Your goal: Reproduce the data word for word, from its first line up to and including the line that contains "(1253, 497)". Leave the pictures out of your answer.

Record list:
########

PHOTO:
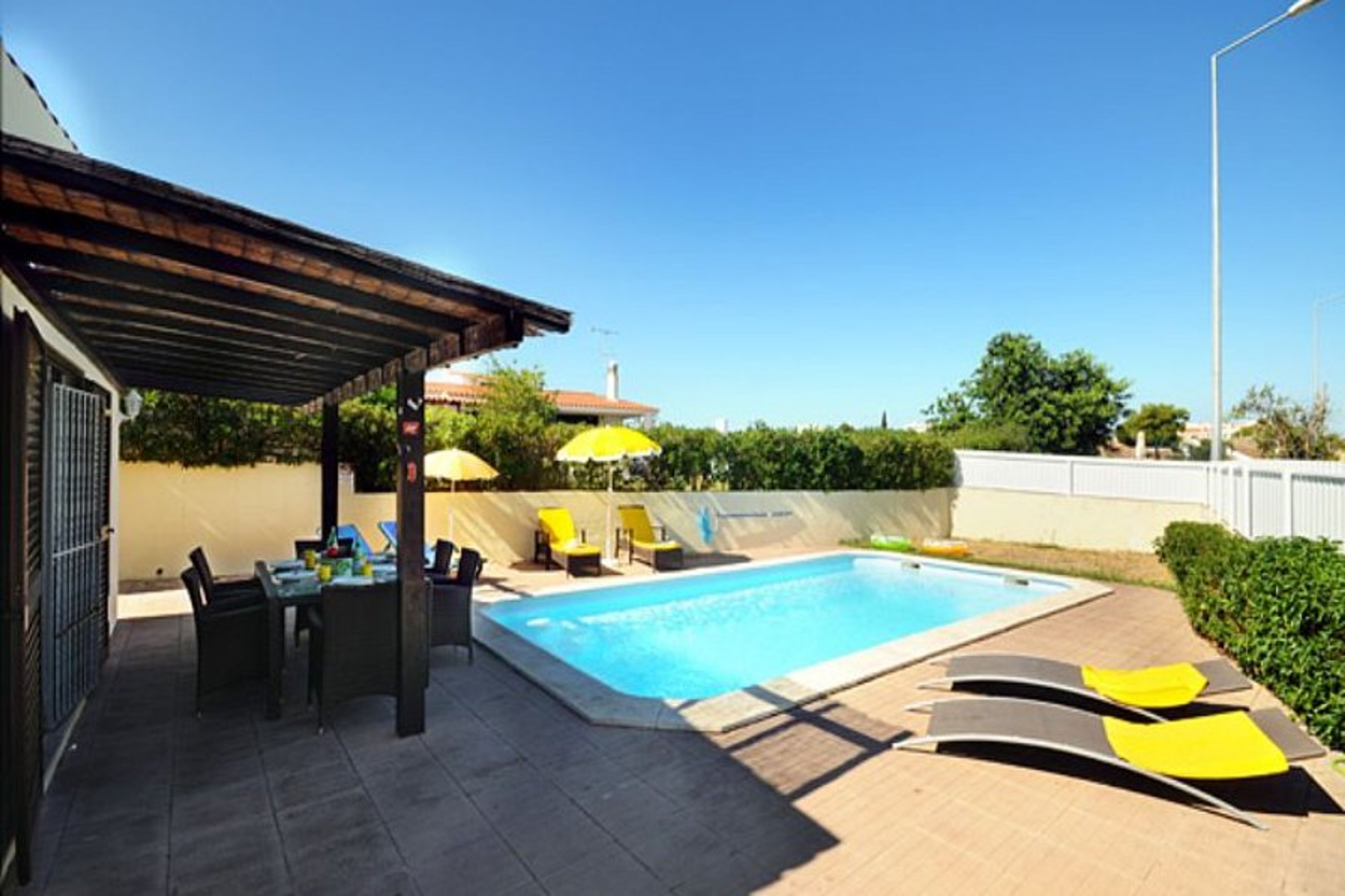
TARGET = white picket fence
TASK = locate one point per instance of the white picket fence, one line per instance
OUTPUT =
(1253, 497)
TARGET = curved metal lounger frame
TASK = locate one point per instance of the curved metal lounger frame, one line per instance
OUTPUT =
(970, 738)
(1212, 669)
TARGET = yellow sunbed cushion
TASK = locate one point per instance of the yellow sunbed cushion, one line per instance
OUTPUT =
(1210, 747)
(1153, 688)
(575, 548)
(657, 546)
(559, 524)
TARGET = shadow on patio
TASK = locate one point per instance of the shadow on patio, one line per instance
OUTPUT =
(506, 793)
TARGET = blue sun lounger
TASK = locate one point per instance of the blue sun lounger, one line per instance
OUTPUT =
(389, 530)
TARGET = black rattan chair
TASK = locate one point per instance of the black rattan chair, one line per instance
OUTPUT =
(442, 571)
(451, 606)
(353, 644)
(222, 592)
(230, 640)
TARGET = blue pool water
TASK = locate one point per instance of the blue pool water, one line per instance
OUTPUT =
(696, 637)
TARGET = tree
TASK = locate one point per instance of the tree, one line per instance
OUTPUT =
(1066, 405)
(1161, 424)
(1286, 430)
(512, 423)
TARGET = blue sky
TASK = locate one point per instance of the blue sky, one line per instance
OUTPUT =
(790, 212)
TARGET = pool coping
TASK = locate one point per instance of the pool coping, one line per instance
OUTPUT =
(603, 706)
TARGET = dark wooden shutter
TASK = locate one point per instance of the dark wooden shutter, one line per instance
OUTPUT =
(75, 598)
(23, 424)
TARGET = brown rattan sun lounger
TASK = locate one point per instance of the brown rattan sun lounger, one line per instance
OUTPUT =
(1219, 677)
(1220, 747)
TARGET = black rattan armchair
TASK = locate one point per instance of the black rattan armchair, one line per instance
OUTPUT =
(230, 640)
(353, 644)
(442, 571)
(451, 606)
(224, 591)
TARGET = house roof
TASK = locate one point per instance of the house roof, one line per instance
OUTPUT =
(174, 290)
(470, 389)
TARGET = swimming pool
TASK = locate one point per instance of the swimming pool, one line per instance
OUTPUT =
(773, 633)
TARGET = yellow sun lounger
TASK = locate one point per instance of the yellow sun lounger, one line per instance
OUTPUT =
(642, 544)
(557, 539)
(1138, 691)
(1220, 747)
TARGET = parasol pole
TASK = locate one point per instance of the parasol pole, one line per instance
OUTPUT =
(607, 532)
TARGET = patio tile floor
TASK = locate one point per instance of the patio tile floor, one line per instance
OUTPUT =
(510, 793)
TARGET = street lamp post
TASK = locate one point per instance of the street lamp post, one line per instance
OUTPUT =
(1216, 436)
(1317, 341)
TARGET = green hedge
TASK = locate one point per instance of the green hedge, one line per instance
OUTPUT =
(1277, 606)
(200, 432)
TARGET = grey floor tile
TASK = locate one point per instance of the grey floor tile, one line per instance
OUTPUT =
(485, 867)
(607, 872)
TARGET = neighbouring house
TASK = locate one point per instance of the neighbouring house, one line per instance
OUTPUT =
(463, 391)
(113, 282)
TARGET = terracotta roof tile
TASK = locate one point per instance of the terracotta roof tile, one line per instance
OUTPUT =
(565, 400)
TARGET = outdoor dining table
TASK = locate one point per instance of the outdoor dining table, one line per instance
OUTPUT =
(287, 583)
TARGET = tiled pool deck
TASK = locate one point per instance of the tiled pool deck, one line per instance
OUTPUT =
(510, 793)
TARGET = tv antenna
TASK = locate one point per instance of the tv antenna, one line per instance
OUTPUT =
(603, 334)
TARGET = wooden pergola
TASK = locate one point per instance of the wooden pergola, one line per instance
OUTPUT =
(168, 289)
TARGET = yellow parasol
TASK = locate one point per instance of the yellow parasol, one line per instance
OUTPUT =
(456, 466)
(608, 446)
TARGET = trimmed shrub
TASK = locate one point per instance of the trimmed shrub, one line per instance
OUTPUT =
(1277, 606)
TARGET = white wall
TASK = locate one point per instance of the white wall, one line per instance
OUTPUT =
(1093, 524)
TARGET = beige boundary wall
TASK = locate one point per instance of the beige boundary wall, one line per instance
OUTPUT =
(245, 513)
(1097, 524)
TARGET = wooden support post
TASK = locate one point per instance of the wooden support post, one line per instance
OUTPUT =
(413, 654)
(331, 436)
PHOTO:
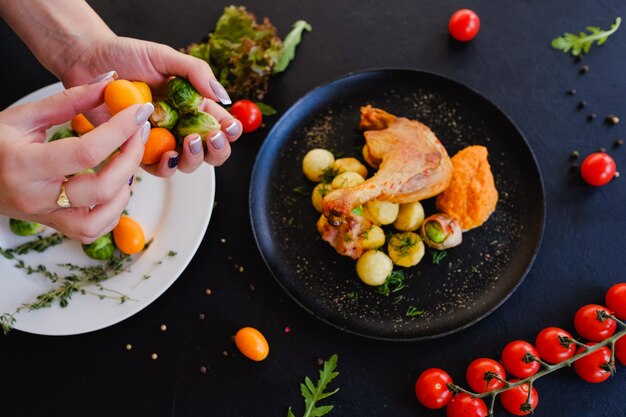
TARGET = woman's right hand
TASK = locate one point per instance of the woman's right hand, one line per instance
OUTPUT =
(33, 172)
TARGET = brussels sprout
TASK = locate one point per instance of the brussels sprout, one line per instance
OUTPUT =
(441, 231)
(201, 123)
(64, 132)
(25, 228)
(101, 249)
(164, 115)
(182, 95)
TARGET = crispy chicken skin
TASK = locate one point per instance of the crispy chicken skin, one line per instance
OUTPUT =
(414, 165)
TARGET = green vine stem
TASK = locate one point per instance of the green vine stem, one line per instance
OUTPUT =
(548, 369)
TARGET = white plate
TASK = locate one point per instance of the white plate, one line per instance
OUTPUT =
(175, 212)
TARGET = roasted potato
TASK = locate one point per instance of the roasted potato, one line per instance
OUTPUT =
(410, 217)
(316, 162)
(405, 249)
(382, 212)
(372, 238)
(373, 267)
(342, 165)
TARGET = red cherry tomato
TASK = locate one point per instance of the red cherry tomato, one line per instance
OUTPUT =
(516, 359)
(620, 350)
(464, 25)
(550, 347)
(464, 405)
(514, 400)
(589, 325)
(248, 113)
(431, 388)
(594, 367)
(616, 300)
(598, 169)
(478, 373)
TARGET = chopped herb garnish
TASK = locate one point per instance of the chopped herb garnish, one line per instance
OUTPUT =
(438, 255)
(413, 312)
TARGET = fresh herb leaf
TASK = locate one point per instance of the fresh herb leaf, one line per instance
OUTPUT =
(438, 255)
(581, 43)
(266, 109)
(290, 43)
(312, 393)
(413, 312)
(394, 283)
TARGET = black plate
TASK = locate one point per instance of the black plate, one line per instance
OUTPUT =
(470, 282)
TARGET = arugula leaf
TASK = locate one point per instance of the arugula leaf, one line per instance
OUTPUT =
(581, 43)
(292, 40)
(313, 393)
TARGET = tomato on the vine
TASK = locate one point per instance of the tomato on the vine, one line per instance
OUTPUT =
(431, 388)
(550, 346)
(464, 405)
(594, 367)
(615, 300)
(517, 359)
(482, 370)
(248, 113)
(516, 400)
(598, 169)
(590, 323)
(464, 25)
(620, 350)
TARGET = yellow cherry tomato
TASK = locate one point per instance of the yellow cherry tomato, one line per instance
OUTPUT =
(252, 343)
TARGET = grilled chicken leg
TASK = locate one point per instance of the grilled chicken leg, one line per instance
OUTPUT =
(414, 165)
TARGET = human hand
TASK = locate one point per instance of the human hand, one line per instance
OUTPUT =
(155, 64)
(33, 172)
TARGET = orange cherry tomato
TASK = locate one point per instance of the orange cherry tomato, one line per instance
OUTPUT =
(120, 94)
(81, 125)
(159, 141)
(128, 236)
(252, 343)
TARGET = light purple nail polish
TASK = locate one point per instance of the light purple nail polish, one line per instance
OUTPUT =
(195, 145)
(233, 129)
(111, 75)
(220, 92)
(145, 132)
(218, 140)
(144, 112)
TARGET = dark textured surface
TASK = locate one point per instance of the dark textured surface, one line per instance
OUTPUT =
(469, 282)
(511, 64)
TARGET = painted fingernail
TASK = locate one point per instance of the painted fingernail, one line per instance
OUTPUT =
(173, 161)
(195, 145)
(233, 129)
(218, 140)
(220, 92)
(111, 75)
(145, 132)
(144, 112)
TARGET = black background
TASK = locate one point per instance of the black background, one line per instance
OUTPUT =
(511, 63)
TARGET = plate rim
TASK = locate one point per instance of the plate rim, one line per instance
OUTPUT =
(183, 258)
(252, 196)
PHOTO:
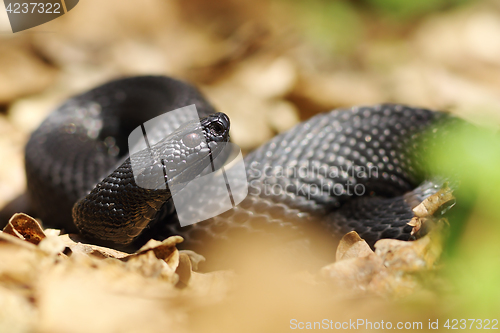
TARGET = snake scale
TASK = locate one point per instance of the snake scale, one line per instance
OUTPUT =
(348, 169)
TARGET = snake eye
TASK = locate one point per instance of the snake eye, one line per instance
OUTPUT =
(191, 140)
(216, 128)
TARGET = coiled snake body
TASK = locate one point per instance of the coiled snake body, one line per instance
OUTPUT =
(353, 169)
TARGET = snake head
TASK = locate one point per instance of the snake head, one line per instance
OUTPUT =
(183, 155)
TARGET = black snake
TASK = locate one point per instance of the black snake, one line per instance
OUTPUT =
(349, 169)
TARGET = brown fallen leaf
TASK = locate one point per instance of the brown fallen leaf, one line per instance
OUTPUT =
(352, 246)
(426, 209)
(25, 227)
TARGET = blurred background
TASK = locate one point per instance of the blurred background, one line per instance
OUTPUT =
(270, 64)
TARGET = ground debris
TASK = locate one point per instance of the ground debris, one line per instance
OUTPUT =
(394, 268)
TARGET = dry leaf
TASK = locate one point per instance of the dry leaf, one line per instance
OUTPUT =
(25, 227)
(352, 246)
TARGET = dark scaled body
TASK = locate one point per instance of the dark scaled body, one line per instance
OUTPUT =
(339, 171)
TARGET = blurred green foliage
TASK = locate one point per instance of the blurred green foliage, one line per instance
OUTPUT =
(405, 9)
(333, 25)
(340, 26)
(472, 253)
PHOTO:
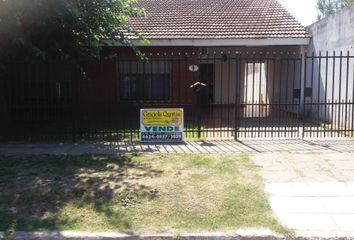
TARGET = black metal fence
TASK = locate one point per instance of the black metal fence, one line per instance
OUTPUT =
(247, 95)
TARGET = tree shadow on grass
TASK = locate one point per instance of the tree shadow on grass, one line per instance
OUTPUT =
(35, 189)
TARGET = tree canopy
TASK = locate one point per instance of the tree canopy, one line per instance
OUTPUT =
(64, 29)
(328, 7)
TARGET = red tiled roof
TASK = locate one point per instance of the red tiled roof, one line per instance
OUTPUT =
(216, 19)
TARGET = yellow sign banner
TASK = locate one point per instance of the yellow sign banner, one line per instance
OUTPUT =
(161, 117)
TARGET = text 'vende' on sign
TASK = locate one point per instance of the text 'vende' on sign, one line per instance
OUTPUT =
(161, 125)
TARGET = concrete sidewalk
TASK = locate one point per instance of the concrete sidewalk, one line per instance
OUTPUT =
(311, 193)
(246, 146)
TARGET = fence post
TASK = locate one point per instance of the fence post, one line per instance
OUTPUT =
(302, 90)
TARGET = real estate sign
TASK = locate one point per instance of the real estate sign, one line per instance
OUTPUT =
(161, 125)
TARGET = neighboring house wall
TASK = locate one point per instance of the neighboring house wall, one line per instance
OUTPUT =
(334, 34)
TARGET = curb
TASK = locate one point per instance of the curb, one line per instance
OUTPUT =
(238, 235)
(69, 235)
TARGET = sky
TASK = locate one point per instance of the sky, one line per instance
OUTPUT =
(303, 10)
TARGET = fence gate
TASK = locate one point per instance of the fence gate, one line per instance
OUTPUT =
(246, 95)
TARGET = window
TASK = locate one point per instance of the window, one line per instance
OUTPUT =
(144, 81)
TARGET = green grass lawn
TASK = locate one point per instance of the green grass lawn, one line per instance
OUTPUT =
(142, 193)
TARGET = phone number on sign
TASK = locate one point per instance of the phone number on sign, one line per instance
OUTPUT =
(161, 136)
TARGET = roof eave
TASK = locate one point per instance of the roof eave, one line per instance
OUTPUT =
(301, 41)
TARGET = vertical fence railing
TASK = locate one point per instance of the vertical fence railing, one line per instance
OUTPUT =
(329, 92)
(247, 95)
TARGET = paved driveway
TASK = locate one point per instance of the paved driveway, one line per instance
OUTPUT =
(311, 193)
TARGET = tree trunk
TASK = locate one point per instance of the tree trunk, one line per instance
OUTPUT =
(4, 113)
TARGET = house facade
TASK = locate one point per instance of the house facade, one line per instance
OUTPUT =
(248, 56)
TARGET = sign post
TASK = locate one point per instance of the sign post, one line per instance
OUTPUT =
(161, 125)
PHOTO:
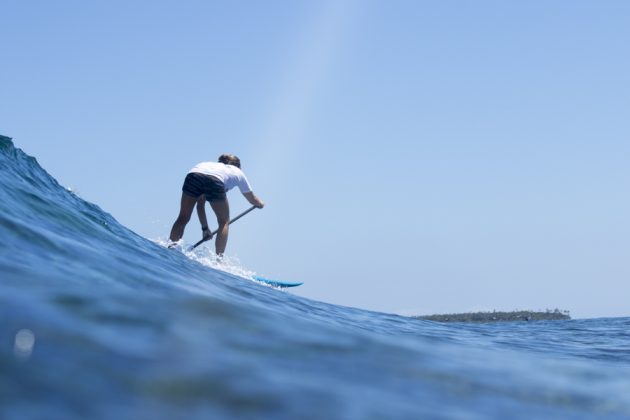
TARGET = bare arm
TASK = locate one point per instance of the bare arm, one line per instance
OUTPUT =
(201, 212)
(253, 200)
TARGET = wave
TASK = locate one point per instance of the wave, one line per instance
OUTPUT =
(99, 322)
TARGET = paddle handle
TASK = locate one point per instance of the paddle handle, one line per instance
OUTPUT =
(229, 223)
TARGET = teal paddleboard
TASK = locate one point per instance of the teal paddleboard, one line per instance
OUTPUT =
(276, 283)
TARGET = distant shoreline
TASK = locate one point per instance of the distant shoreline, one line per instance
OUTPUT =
(494, 316)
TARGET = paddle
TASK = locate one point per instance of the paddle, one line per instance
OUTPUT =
(229, 223)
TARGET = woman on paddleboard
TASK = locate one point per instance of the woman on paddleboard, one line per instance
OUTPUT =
(209, 181)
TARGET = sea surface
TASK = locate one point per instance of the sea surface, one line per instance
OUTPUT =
(97, 322)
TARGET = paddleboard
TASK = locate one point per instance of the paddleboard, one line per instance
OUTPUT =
(277, 283)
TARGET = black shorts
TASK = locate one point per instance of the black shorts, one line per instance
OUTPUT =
(196, 184)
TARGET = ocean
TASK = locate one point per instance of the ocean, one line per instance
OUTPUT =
(97, 322)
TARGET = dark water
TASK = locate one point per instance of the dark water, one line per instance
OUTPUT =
(98, 322)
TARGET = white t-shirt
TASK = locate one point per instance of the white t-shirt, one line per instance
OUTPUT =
(229, 174)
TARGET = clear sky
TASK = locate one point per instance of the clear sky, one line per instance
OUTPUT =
(415, 156)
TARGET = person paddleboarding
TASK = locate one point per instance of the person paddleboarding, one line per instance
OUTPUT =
(209, 181)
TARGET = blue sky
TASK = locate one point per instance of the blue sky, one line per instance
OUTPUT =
(415, 156)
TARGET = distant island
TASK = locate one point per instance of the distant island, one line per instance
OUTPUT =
(494, 316)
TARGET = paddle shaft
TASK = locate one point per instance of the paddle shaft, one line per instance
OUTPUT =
(229, 223)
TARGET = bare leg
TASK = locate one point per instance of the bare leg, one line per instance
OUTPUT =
(185, 210)
(222, 210)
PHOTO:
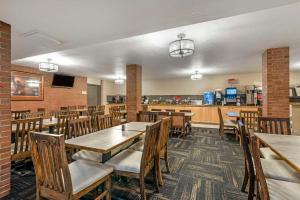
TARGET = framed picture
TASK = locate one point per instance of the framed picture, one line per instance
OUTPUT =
(26, 86)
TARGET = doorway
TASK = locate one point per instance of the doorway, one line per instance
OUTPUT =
(93, 92)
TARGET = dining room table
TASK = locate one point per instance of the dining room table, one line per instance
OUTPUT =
(106, 140)
(287, 147)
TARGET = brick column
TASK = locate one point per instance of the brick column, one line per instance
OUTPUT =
(5, 115)
(133, 90)
(275, 78)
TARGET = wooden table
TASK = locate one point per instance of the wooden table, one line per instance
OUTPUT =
(286, 147)
(233, 114)
(134, 126)
(104, 141)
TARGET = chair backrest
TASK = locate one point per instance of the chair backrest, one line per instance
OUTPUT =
(34, 115)
(262, 186)
(150, 147)
(178, 120)
(81, 107)
(247, 153)
(21, 148)
(274, 125)
(91, 109)
(155, 109)
(170, 110)
(61, 127)
(71, 108)
(53, 179)
(250, 118)
(101, 108)
(104, 121)
(221, 121)
(78, 127)
(147, 116)
(185, 111)
(161, 115)
(19, 114)
(94, 118)
(164, 133)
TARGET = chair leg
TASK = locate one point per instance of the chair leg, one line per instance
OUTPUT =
(251, 188)
(166, 160)
(246, 179)
(142, 188)
(107, 188)
(156, 173)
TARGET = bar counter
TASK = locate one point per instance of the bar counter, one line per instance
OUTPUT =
(204, 113)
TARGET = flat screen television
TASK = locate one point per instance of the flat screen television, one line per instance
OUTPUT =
(60, 80)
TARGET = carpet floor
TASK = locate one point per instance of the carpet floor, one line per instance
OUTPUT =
(202, 167)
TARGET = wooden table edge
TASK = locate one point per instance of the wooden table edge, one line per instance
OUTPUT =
(279, 154)
(103, 151)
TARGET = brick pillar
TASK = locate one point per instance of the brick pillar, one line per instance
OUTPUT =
(5, 115)
(275, 78)
(133, 90)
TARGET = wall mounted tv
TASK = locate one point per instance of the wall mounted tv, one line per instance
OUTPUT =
(60, 80)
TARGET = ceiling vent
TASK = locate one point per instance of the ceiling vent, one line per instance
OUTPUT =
(42, 39)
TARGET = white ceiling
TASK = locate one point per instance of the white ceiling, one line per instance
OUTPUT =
(96, 38)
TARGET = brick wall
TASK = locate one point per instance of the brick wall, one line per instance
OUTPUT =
(275, 78)
(5, 116)
(54, 98)
(133, 90)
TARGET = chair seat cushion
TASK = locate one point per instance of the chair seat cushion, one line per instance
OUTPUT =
(230, 124)
(85, 173)
(267, 153)
(126, 161)
(279, 190)
(88, 155)
(139, 146)
(279, 170)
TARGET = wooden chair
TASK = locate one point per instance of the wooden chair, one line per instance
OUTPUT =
(179, 126)
(20, 148)
(250, 119)
(226, 125)
(92, 109)
(274, 125)
(94, 118)
(170, 110)
(155, 109)
(147, 116)
(19, 114)
(137, 164)
(271, 189)
(78, 127)
(64, 108)
(56, 179)
(273, 169)
(71, 108)
(34, 115)
(61, 127)
(104, 122)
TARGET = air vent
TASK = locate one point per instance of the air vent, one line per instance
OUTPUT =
(42, 39)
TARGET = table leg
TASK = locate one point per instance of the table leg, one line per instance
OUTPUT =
(51, 129)
(106, 157)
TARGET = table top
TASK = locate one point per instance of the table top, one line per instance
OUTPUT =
(103, 141)
(134, 126)
(233, 114)
(286, 147)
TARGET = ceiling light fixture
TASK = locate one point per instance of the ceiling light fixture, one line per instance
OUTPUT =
(196, 76)
(48, 66)
(182, 47)
(119, 81)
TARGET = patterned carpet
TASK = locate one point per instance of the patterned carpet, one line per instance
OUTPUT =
(202, 167)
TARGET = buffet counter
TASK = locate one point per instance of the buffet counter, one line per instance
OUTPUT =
(204, 113)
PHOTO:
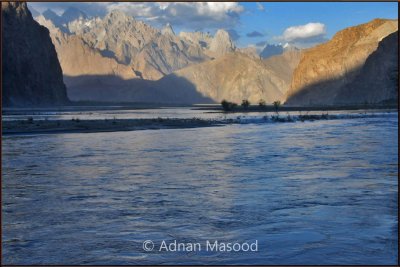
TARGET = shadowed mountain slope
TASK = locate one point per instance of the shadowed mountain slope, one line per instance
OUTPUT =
(32, 74)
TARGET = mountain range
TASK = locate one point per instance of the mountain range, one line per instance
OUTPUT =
(119, 58)
(31, 73)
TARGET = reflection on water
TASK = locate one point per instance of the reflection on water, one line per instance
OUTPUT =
(181, 113)
(321, 192)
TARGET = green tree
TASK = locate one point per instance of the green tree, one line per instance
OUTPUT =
(228, 106)
(262, 103)
(276, 104)
(245, 104)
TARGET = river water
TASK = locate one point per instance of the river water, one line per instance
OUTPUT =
(321, 192)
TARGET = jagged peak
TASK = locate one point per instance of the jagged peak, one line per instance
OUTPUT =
(118, 14)
(49, 12)
(168, 29)
(74, 12)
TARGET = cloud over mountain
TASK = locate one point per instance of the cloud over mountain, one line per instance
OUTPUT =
(254, 34)
(196, 15)
(312, 32)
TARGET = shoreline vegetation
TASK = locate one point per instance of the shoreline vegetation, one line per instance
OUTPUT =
(76, 125)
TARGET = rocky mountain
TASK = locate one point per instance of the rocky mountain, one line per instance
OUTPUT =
(72, 13)
(32, 74)
(283, 66)
(233, 77)
(326, 69)
(197, 38)
(377, 81)
(271, 50)
(79, 59)
(221, 44)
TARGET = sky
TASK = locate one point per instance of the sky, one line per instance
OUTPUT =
(303, 24)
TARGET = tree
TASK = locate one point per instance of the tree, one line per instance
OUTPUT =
(276, 104)
(228, 106)
(245, 103)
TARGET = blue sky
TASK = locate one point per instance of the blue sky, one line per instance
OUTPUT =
(249, 23)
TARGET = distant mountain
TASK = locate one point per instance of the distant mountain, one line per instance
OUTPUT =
(222, 43)
(325, 70)
(53, 17)
(34, 12)
(378, 80)
(234, 77)
(32, 75)
(71, 14)
(271, 50)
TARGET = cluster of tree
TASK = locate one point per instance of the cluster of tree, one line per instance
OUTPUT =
(229, 106)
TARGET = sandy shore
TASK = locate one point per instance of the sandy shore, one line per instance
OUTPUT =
(87, 126)
(31, 126)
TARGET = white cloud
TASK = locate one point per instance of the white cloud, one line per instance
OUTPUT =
(312, 30)
(260, 7)
(190, 15)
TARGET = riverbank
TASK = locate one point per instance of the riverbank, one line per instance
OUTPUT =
(76, 125)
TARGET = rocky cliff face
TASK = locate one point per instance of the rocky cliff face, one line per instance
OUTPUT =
(327, 68)
(233, 77)
(32, 74)
(222, 43)
(78, 59)
(377, 81)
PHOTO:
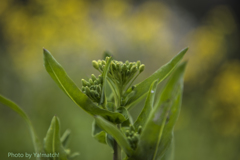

########

Problem solution:
PHOTO:
TARGET = white picket fence
TASK = locate one point per instance of the white picket fence, one line per instance
OUTPUT =
(1253, 497)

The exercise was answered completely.